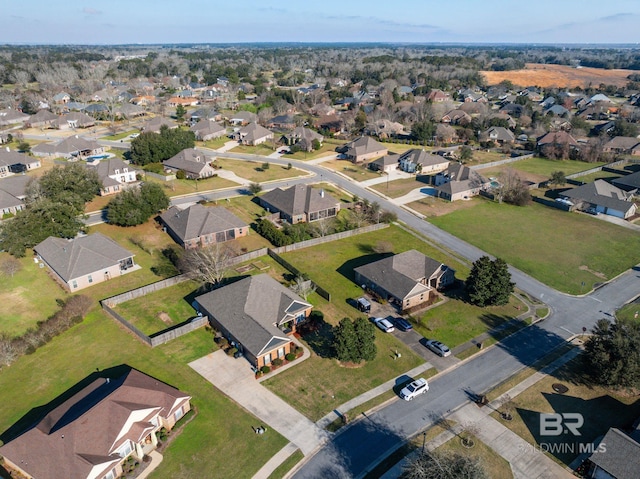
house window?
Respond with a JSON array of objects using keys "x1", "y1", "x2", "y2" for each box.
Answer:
[
  {"x1": 150, "y1": 415, "x2": 159, "y2": 427},
  {"x1": 72, "y1": 280, "x2": 78, "y2": 289},
  {"x1": 88, "y1": 274, "x2": 93, "y2": 284},
  {"x1": 295, "y1": 312, "x2": 306, "y2": 324},
  {"x1": 118, "y1": 441, "x2": 133, "y2": 458},
  {"x1": 278, "y1": 347, "x2": 285, "y2": 358},
  {"x1": 103, "y1": 468, "x2": 117, "y2": 479},
  {"x1": 114, "y1": 169, "x2": 120, "y2": 175},
  {"x1": 174, "y1": 406, "x2": 184, "y2": 422},
  {"x1": 264, "y1": 353, "x2": 272, "y2": 365}
]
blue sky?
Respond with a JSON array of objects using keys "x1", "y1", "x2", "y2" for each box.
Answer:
[{"x1": 4, "y1": 1, "x2": 640, "y2": 44}]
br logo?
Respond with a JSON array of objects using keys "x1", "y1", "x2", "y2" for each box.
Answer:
[{"x1": 540, "y1": 413, "x2": 584, "y2": 436}]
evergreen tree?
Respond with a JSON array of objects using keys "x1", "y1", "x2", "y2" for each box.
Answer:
[
  {"x1": 334, "y1": 317, "x2": 358, "y2": 362},
  {"x1": 354, "y1": 317, "x2": 377, "y2": 361},
  {"x1": 466, "y1": 256, "x2": 514, "y2": 306}
]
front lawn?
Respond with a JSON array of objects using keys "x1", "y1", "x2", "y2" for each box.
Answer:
[
  {"x1": 144, "y1": 174, "x2": 239, "y2": 197},
  {"x1": 0, "y1": 311, "x2": 288, "y2": 478},
  {"x1": 197, "y1": 136, "x2": 231, "y2": 150},
  {"x1": 370, "y1": 177, "x2": 422, "y2": 198},
  {"x1": 492, "y1": 356, "x2": 640, "y2": 466},
  {"x1": 229, "y1": 143, "x2": 277, "y2": 155},
  {"x1": 101, "y1": 130, "x2": 139, "y2": 141},
  {"x1": 215, "y1": 157, "x2": 307, "y2": 183},
  {"x1": 429, "y1": 200, "x2": 640, "y2": 294},
  {"x1": 263, "y1": 328, "x2": 424, "y2": 421},
  {"x1": 284, "y1": 138, "x2": 342, "y2": 160}
]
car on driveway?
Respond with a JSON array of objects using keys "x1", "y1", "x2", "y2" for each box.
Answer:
[
  {"x1": 373, "y1": 317, "x2": 395, "y2": 333},
  {"x1": 425, "y1": 339, "x2": 451, "y2": 357},
  {"x1": 400, "y1": 378, "x2": 429, "y2": 401},
  {"x1": 394, "y1": 317, "x2": 413, "y2": 331}
]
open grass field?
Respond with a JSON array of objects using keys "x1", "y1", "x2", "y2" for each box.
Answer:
[
  {"x1": 413, "y1": 292, "x2": 526, "y2": 348},
  {"x1": 215, "y1": 157, "x2": 307, "y2": 183},
  {"x1": 408, "y1": 195, "x2": 484, "y2": 218},
  {"x1": 430, "y1": 200, "x2": 640, "y2": 294},
  {"x1": 197, "y1": 136, "x2": 231, "y2": 150},
  {"x1": 0, "y1": 253, "x2": 68, "y2": 337},
  {"x1": 284, "y1": 138, "x2": 342, "y2": 160},
  {"x1": 492, "y1": 356, "x2": 640, "y2": 466},
  {"x1": 144, "y1": 174, "x2": 239, "y2": 197},
  {"x1": 463, "y1": 149, "x2": 509, "y2": 167},
  {"x1": 370, "y1": 177, "x2": 422, "y2": 198},
  {"x1": 101, "y1": 130, "x2": 139, "y2": 141},
  {"x1": 322, "y1": 159, "x2": 381, "y2": 182},
  {"x1": 572, "y1": 170, "x2": 624, "y2": 184},
  {"x1": 229, "y1": 143, "x2": 278, "y2": 156},
  {"x1": 481, "y1": 63, "x2": 635, "y2": 88},
  {"x1": 0, "y1": 309, "x2": 288, "y2": 478}
]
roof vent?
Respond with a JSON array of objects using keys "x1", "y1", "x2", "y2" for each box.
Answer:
[{"x1": 320, "y1": 189, "x2": 324, "y2": 198}]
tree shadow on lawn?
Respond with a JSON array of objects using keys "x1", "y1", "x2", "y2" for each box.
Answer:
[
  {"x1": 0, "y1": 364, "x2": 153, "y2": 444},
  {"x1": 336, "y1": 251, "x2": 394, "y2": 284},
  {"x1": 298, "y1": 318, "x2": 334, "y2": 359},
  {"x1": 516, "y1": 392, "x2": 640, "y2": 464},
  {"x1": 492, "y1": 323, "x2": 568, "y2": 370},
  {"x1": 479, "y1": 313, "x2": 518, "y2": 331}
]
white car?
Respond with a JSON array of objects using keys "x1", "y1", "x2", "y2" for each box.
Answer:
[
  {"x1": 425, "y1": 339, "x2": 451, "y2": 357},
  {"x1": 400, "y1": 378, "x2": 429, "y2": 401},
  {"x1": 373, "y1": 317, "x2": 395, "y2": 333}
]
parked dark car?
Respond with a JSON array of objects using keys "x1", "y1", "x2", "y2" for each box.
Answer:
[{"x1": 394, "y1": 317, "x2": 413, "y2": 331}]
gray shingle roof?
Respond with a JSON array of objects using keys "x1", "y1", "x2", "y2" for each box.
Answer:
[
  {"x1": 32, "y1": 136, "x2": 101, "y2": 156},
  {"x1": 0, "y1": 175, "x2": 31, "y2": 199},
  {"x1": 613, "y1": 171, "x2": 640, "y2": 190},
  {"x1": 341, "y1": 136, "x2": 387, "y2": 159},
  {"x1": 354, "y1": 250, "x2": 446, "y2": 300},
  {"x1": 160, "y1": 204, "x2": 247, "y2": 243},
  {"x1": 34, "y1": 233, "x2": 134, "y2": 283},
  {"x1": 86, "y1": 157, "x2": 133, "y2": 185},
  {"x1": 260, "y1": 184, "x2": 339, "y2": 218},
  {"x1": 590, "y1": 428, "x2": 640, "y2": 479},
  {"x1": 163, "y1": 148, "x2": 212, "y2": 175},
  {"x1": 562, "y1": 180, "x2": 635, "y2": 214},
  {"x1": 239, "y1": 122, "x2": 273, "y2": 143},
  {"x1": 399, "y1": 149, "x2": 449, "y2": 168},
  {"x1": 195, "y1": 274, "x2": 311, "y2": 358}
]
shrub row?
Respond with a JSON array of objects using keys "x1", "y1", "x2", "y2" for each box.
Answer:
[{"x1": 0, "y1": 295, "x2": 93, "y2": 368}]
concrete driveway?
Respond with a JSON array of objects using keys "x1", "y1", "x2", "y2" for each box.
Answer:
[{"x1": 189, "y1": 350, "x2": 328, "y2": 455}]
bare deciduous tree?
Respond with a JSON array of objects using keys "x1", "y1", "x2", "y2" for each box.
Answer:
[
  {"x1": 290, "y1": 276, "x2": 316, "y2": 300},
  {"x1": 0, "y1": 257, "x2": 22, "y2": 278},
  {"x1": 400, "y1": 449, "x2": 487, "y2": 479},
  {"x1": 180, "y1": 244, "x2": 234, "y2": 288}
]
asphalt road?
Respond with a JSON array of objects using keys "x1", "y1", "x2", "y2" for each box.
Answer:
[{"x1": 81, "y1": 149, "x2": 639, "y2": 477}]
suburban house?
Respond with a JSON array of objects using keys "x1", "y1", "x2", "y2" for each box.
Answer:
[
  {"x1": 353, "y1": 249, "x2": 455, "y2": 312},
  {"x1": 52, "y1": 111, "x2": 95, "y2": 130},
  {"x1": 0, "y1": 148, "x2": 41, "y2": 177},
  {"x1": 227, "y1": 110, "x2": 258, "y2": 126},
  {"x1": 441, "y1": 109, "x2": 471, "y2": 125},
  {"x1": 434, "y1": 163, "x2": 489, "y2": 201},
  {"x1": 369, "y1": 153, "x2": 400, "y2": 173},
  {"x1": 233, "y1": 122, "x2": 274, "y2": 146},
  {"x1": 259, "y1": 184, "x2": 341, "y2": 224},
  {"x1": 587, "y1": 426, "x2": 640, "y2": 479},
  {"x1": 0, "y1": 175, "x2": 30, "y2": 216},
  {"x1": 537, "y1": 131, "x2": 579, "y2": 150},
  {"x1": 141, "y1": 117, "x2": 178, "y2": 133},
  {"x1": 190, "y1": 119, "x2": 226, "y2": 141},
  {"x1": 188, "y1": 108, "x2": 222, "y2": 124},
  {"x1": 26, "y1": 109, "x2": 58, "y2": 128},
  {"x1": 160, "y1": 204, "x2": 248, "y2": 249},
  {"x1": 34, "y1": 233, "x2": 136, "y2": 291},
  {"x1": 0, "y1": 108, "x2": 30, "y2": 126},
  {"x1": 0, "y1": 368, "x2": 191, "y2": 479},
  {"x1": 32, "y1": 136, "x2": 105, "y2": 159},
  {"x1": 163, "y1": 148, "x2": 216, "y2": 179},
  {"x1": 52, "y1": 91, "x2": 71, "y2": 104},
  {"x1": 115, "y1": 103, "x2": 146, "y2": 119},
  {"x1": 338, "y1": 136, "x2": 388, "y2": 163},
  {"x1": 168, "y1": 96, "x2": 199, "y2": 107},
  {"x1": 281, "y1": 127, "x2": 324, "y2": 152},
  {"x1": 426, "y1": 89, "x2": 450, "y2": 102},
  {"x1": 480, "y1": 126, "x2": 515, "y2": 145},
  {"x1": 602, "y1": 136, "x2": 640, "y2": 155},
  {"x1": 195, "y1": 274, "x2": 312, "y2": 369},
  {"x1": 560, "y1": 180, "x2": 637, "y2": 219},
  {"x1": 267, "y1": 114, "x2": 296, "y2": 130},
  {"x1": 398, "y1": 149, "x2": 449, "y2": 174},
  {"x1": 87, "y1": 157, "x2": 138, "y2": 196}
]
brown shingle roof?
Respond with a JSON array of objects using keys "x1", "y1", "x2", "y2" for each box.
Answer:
[
  {"x1": 160, "y1": 204, "x2": 247, "y2": 244},
  {"x1": 260, "y1": 184, "x2": 339, "y2": 219}
]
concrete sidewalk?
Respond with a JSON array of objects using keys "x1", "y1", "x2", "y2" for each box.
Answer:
[{"x1": 189, "y1": 350, "x2": 329, "y2": 456}]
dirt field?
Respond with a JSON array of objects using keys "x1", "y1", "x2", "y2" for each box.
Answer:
[{"x1": 481, "y1": 63, "x2": 634, "y2": 88}]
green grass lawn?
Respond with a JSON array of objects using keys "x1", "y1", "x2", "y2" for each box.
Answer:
[
  {"x1": 284, "y1": 138, "x2": 342, "y2": 160},
  {"x1": 263, "y1": 329, "x2": 424, "y2": 421},
  {"x1": 101, "y1": 130, "x2": 139, "y2": 141},
  {"x1": 114, "y1": 280, "x2": 201, "y2": 335},
  {"x1": 0, "y1": 253, "x2": 68, "y2": 337},
  {"x1": 412, "y1": 292, "x2": 526, "y2": 348},
  {"x1": 279, "y1": 224, "x2": 470, "y2": 325},
  {"x1": 0, "y1": 310, "x2": 287, "y2": 478},
  {"x1": 144, "y1": 174, "x2": 239, "y2": 197},
  {"x1": 267, "y1": 449, "x2": 304, "y2": 479},
  {"x1": 229, "y1": 143, "x2": 278, "y2": 155},
  {"x1": 616, "y1": 302, "x2": 640, "y2": 321},
  {"x1": 438, "y1": 434, "x2": 513, "y2": 479},
  {"x1": 430, "y1": 200, "x2": 640, "y2": 294},
  {"x1": 322, "y1": 159, "x2": 382, "y2": 182},
  {"x1": 492, "y1": 356, "x2": 640, "y2": 466},
  {"x1": 197, "y1": 136, "x2": 231, "y2": 150},
  {"x1": 215, "y1": 157, "x2": 307, "y2": 183},
  {"x1": 571, "y1": 171, "x2": 624, "y2": 184},
  {"x1": 370, "y1": 177, "x2": 422, "y2": 198},
  {"x1": 501, "y1": 157, "x2": 606, "y2": 177}
]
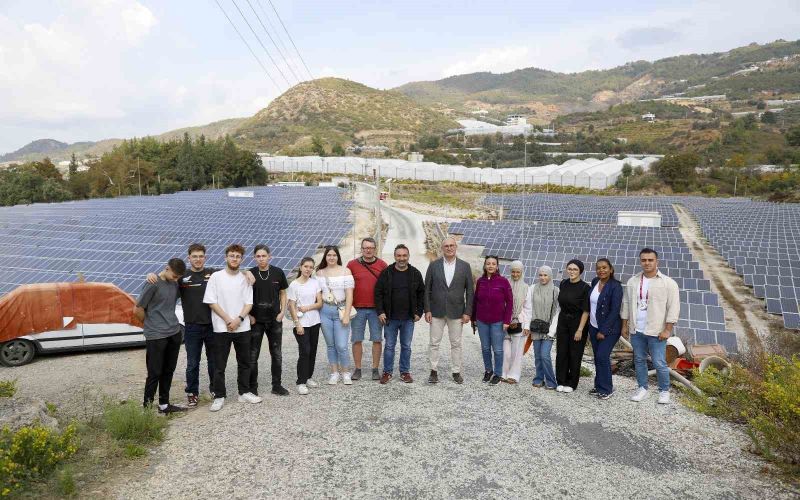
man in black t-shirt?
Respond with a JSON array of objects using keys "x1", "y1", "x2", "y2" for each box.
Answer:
[{"x1": 248, "y1": 244, "x2": 289, "y2": 396}]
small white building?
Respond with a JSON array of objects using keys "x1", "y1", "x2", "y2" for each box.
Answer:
[{"x1": 641, "y1": 113, "x2": 656, "y2": 122}]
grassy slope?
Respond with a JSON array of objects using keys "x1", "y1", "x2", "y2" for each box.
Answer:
[{"x1": 232, "y1": 77, "x2": 459, "y2": 152}]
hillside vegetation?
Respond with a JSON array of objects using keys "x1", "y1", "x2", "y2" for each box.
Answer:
[
  {"x1": 396, "y1": 40, "x2": 800, "y2": 119},
  {"x1": 232, "y1": 77, "x2": 459, "y2": 153}
]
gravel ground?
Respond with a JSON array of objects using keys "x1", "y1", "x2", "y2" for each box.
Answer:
[{"x1": 87, "y1": 322, "x2": 792, "y2": 499}]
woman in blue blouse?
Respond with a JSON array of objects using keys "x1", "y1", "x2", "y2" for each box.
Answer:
[{"x1": 588, "y1": 258, "x2": 623, "y2": 400}]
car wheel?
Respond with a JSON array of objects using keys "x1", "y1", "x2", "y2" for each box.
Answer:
[{"x1": 0, "y1": 339, "x2": 36, "y2": 367}]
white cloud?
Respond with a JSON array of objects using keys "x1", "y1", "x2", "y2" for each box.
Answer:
[
  {"x1": 442, "y1": 46, "x2": 531, "y2": 76},
  {"x1": 120, "y1": 1, "x2": 157, "y2": 43}
]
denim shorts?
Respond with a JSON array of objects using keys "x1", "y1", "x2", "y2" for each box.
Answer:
[{"x1": 350, "y1": 307, "x2": 383, "y2": 342}]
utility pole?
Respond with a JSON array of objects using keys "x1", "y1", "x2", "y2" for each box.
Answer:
[
  {"x1": 374, "y1": 163, "x2": 382, "y2": 253},
  {"x1": 137, "y1": 157, "x2": 142, "y2": 196},
  {"x1": 733, "y1": 175, "x2": 738, "y2": 197}
]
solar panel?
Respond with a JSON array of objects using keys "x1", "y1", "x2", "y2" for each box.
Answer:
[{"x1": 0, "y1": 186, "x2": 353, "y2": 297}]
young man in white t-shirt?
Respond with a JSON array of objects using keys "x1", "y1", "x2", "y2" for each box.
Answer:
[
  {"x1": 203, "y1": 244, "x2": 261, "y2": 412},
  {"x1": 621, "y1": 247, "x2": 680, "y2": 405}
]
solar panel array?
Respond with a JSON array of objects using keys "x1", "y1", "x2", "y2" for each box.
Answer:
[
  {"x1": 683, "y1": 197, "x2": 800, "y2": 330},
  {"x1": 0, "y1": 187, "x2": 353, "y2": 297},
  {"x1": 449, "y1": 195, "x2": 738, "y2": 352},
  {"x1": 483, "y1": 194, "x2": 680, "y2": 227}
]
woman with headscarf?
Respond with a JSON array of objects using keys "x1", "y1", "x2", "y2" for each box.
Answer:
[
  {"x1": 501, "y1": 260, "x2": 528, "y2": 384},
  {"x1": 520, "y1": 265, "x2": 559, "y2": 389},
  {"x1": 554, "y1": 259, "x2": 591, "y2": 393}
]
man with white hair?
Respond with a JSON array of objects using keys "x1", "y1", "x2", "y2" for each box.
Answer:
[{"x1": 424, "y1": 237, "x2": 474, "y2": 384}]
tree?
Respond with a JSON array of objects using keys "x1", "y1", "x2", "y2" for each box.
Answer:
[
  {"x1": 761, "y1": 111, "x2": 777, "y2": 124},
  {"x1": 621, "y1": 163, "x2": 633, "y2": 178},
  {"x1": 653, "y1": 153, "x2": 699, "y2": 192},
  {"x1": 756, "y1": 101, "x2": 766, "y2": 110},
  {"x1": 786, "y1": 125, "x2": 800, "y2": 147},
  {"x1": 511, "y1": 134, "x2": 525, "y2": 152},
  {"x1": 311, "y1": 136, "x2": 325, "y2": 156},
  {"x1": 68, "y1": 153, "x2": 79, "y2": 176},
  {"x1": 331, "y1": 143, "x2": 345, "y2": 156}
]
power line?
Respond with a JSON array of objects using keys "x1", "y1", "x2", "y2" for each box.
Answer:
[
  {"x1": 248, "y1": 0, "x2": 303, "y2": 83},
  {"x1": 266, "y1": 0, "x2": 315, "y2": 81},
  {"x1": 230, "y1": 0, "x2": 293, "y2": 88},
  {"x1": 255, "y1": 0, "x2": 302, "y2": 81},
  {"x1": 213, "y1": 0, "x2": 282, "y2": 92}
]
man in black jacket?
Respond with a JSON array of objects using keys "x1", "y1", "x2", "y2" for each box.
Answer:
[{"x1": 374, "y1": 244, "x2": 425, "y2": 384}]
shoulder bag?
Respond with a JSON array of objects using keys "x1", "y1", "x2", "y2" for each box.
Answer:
[
  {"x1": 529, "y1": 289, "x2": 556, "y2": 334},
  {"x1": 326, "y1": 276, "x2": 357, "y2": 322}
]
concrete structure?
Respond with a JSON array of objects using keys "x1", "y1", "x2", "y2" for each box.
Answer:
[{"x1": 618, "y1": 211, "x2": 662, "y2": 227}]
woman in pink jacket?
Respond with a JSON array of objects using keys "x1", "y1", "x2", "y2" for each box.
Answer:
[{"x1": 471, "y1": 255, "x2": 513, "y2": 386}]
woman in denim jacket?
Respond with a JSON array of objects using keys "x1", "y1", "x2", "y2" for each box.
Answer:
[{"x1": 588, "y1": 258, "x2": 623, "y2": 399}]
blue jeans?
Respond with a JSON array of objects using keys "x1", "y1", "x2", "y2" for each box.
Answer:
[
  {"x1": 183, "y1": 323, "x2": 215, "y2": 395},
  {"x1": 383, "y1": 319, "x2": 414, "y2": 374},
  {"x1": 476, "y1": 321, "x2": 504, "y2": 375},
  {"x1": 320, "y1": 303, "x2": 351, "y2": 369},
  {"x1": 350, "y1": 307, "x2": 383, "y2": 342},
  {"x1": 589, "y1": 325, "x2": 620, "y2": 395},
  {"x1": 532, "y1": 338, "x2": 556, "y2": 388},
  {"x1": 631, "y1": 331, "x2": 670, "y2": 391}
]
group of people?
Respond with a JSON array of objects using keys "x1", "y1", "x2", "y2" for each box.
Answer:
[{"x1": 134, "y1": 236, "x2": 680, "y2": 414}]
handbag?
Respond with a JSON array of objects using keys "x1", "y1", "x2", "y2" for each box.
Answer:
[
  {"x1": 326, "y1": 276, "x2": 357, "y2": 322},
  {"x1": 507, "y1": 322, "x2": 523, "y2": 334},
  {"x1": 529, "y1": 289, "x2": 556, "y2": 334}
]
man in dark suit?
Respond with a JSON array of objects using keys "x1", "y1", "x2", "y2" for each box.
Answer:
[{"x1": 424, "y1": 237, "x2": 474, "y2": 384}]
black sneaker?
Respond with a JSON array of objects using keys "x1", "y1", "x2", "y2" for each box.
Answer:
[
  {"x1": 482, "y1": 371, "x2": 492, "y2": 383},
  {"x1": 589, "y1": 388, "x2": 598, "y2": 395},
  {"x1": 452, "y1": 373, "x2": 464, "y2": 384},
  {"x1": 271, "y1": 385, "x2": 290, "y2": 396},
  {"x1": 427, "y1": 370, "x2": 439, "y2": 384},
  {"x1": 597, "y1": 391, "x2": 614, "y2": 400},
  {"x1": 489, "y1": 375, "x2": 502, "y2": 386},
  {"x1": 352, "y1": 368, "x2": 362, "y2": 381},
  {"x1": 372, "y1": 368, "x2": 381, "y2": 380},
  {"x1": 158, "y1": 404, "x2": 188, "y2": 414}
]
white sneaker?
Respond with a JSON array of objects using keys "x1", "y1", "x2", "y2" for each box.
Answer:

##########

* [ASSIGNMENT] Repeat the data verbatim through the "evergreen tree?" line, no pictures.

* [OUTPUT FOR THIS TASK]
house window?
Respond with a JSON array of objects using keys "x1", "y1", "x2", "y2" for each box.
Answer:
[
  {"x1": 150, "y1": 415, "x2": 159, "y2": 427},
  {"x1": 72, "y1": 280, "x2": 78, "y2": 289},
  {"x1": 88, "y1": 274, "x2": 93, "y2": 284},
  {"x1": 295, "y1": 312, "x2": 306, "y2": 324},
  {"x1": 118, "y1": 441, "x2": 133, "y2": 458},
  {"x1": 278, "y1": 347, "x2": 285, "y2": 358},
  {"x1": 103, "y1": 468, "x2": 117, "y2": 479},
  {"x1": 114, "y1": 169, "x2": 120, "y2": 175},
  {"x1": 174, "y1": 406, "x2": 184, "y2": 422},
  {"x1": 264, "y1": 353, "x2": 272, "y2": 365}
]
blue sky?
Respond with a JSON array of objects using keys "x1", "y1", "x2", "y2" for each box.
Answer:
[{"x1": 4, "y1": 1, "x2": 640, "y2": 44}]
br logo?
Respond with a JSON array of objects using keys "x1", "y1", "x2", "y2" for each box.
Answer:
[{"x1": 540, "y1": 413, "x2": 584, "y2": 436}]
evergreen tree?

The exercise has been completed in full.